§ Page excerpt
Tag Archives: Oaxaca

Huautla de Jimenez II

Nindo Tocoxo, Spiritual Center of the Mazatec world
Nindo Tocoxo, Spiritual Center of the Mazatec world

“The more you go inside the world of the Ndi Xti Santo (Little Saint Children), the more things are seen. And you also see our past and our future, which are there together as a single thing already achieved, already happened… I saw stolen horses and buried cities, the existence of which was unknown, and they are going to be brought to light. Millions of things I saw and knew. I knew and saw God: an immense clock that ticks, the spheres that go slowly around and inside the stars, the earth, the entire universe, the day and the night, the cry and the smile, the happiness and the pain. He who knows to the end the secret of the Ndi Xi Santo can even see that infinite clockwork.”
– Maria Sabina, Mazatec Chota Chjine (Woman of Knowledge)

Shortly before making our trip to Huautla, consulting Ifá about the trip had yielded the oddun Ojuani Boka. In this path of Ifá, Orunmila had divined for humanity using grains of corn. What I found particularly amazing was that shamans among the Mazatec Indians often divine with corn kernels. In fact, I was first drawn to La Santería because while planning a trip to Huautla years before I went to be seen in hopes of gaining insight into the Mazatec corn kernel divination through experiencing what I hoped to be a similar form of divination in Santería! The Mazatec Indians had led me to Ifá and now Ifá was pointing me back to the Mazatecs.
How the events unfolded was equally amazing. As I mentioned in the last blog entry, soon after we arrived we had made contact with a woman who had agreed to perform a velada ceremony with the Little Saint Children with us… Until she learned we had come from Los Angeles. She had been told by the Little Saint Children during a prior ceremony that people would be arriving from Los Angeles and that she could not do the ceremony for us, but instead must take us to an elder Woman or Man of Knowledge.
The Chota Chjine carefully made three piles of the Ndi Xti Santo (Little Saint Children). When I first saw the huge mound of the Saint Children she intended for me, I was taken aback for an instant. I had read from a number of sources that the Mazatecs never gave outsiders more than a one or two pairs and here there were probably a good twenty pairs – a massive amount even for a Mazateco. But it quickly occurred to me that she too had obviously had been told of our coming by the Saints and had been told what to do, so without question I ate the entire amount given to me in exactly the manner she described.
She began her prayers and songs and in less than an hour I felt I was sinking into the depths and knew I was to have little control over what would follow.
When the Ndi Xti Santo first took me to “the place where everything is known,” they explained that they were offering me a rare gift: but I couldn’t withstand the journey as I was: if I wanted to go I must allow them to kill me and have every particle of my being torn apart, but promised me they would ‘rebuild me’ into something greater than I was before. I agreed and after my constituent elements were torn apart, they led me to “the place where everything is known” where I saw the entirety of the past, the future and the present, from the birth to the end of the universe itself, happening all at once. The immenseness of time and space could be found in a single conscious moment. The universe itself was not only alive but conscious, from the littlest particle to the universe as a whole. And all the wisdom and knowledge of the whole universe was laid bare in front of me. This was the place where the odduns of Ifá lived! I was experiencing the immensity that is Ifá!

§ Data shown
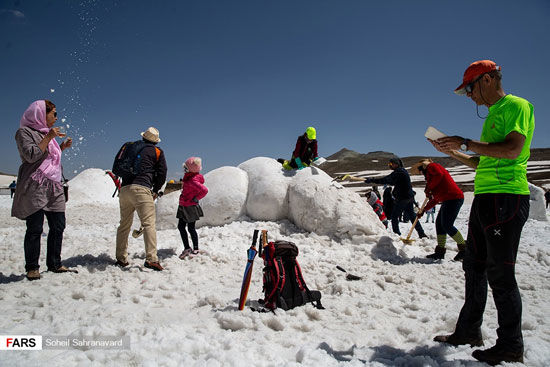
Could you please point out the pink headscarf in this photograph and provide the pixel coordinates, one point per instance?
(35, 118)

§ Written problem 1
Say whether each statement below agrees with the Huautla de Jimenez post above. Answer yes or no for each and quote the exact words of the post that decide it.
(a) Consulting Ifá about the trip yielded the oddun Ojuani Boka.
(b) The Chota Chjine gave the writer only one or two pairs of the Ndi Xti Santo.
(c) The woman first contacted stopped agreeing to the ceremony once she learned the visitors had come from Los Angeles.
§ Written problem 2
Write out the part of the Huautla de Jimenez post above that starts at "How the events" and runs up to and including "Man of Knowledge.", word for word.

§ Correct response 1
(a) Yes: "consulting Ifá about the trip had yielded the oddun Ojuani Boka."
(b) No: "here there were probably a good twenty pairs – a massive amount even for a Mazateco."
(c) Yes: "a woman who had agreed to perform a velada ceremony with the Little Saint Children with us… Until she learned we had come from Los Angeles."

§ Correct response 2
How the events unfolded was equally amazing. As I mentioned in the last blog entry, soon after we arrived we had made contact with a woman who had agreed to perform a velada ceremony with the Little Saint Children with us… Until she learned we had come from Los Angeles. She had been told by the Little Saint Children during a prior ceremony that people would be arriving from Los Angeles and that she could not do the ceremony for us, but instead must take us to an elder Woman or Man of Knowledge.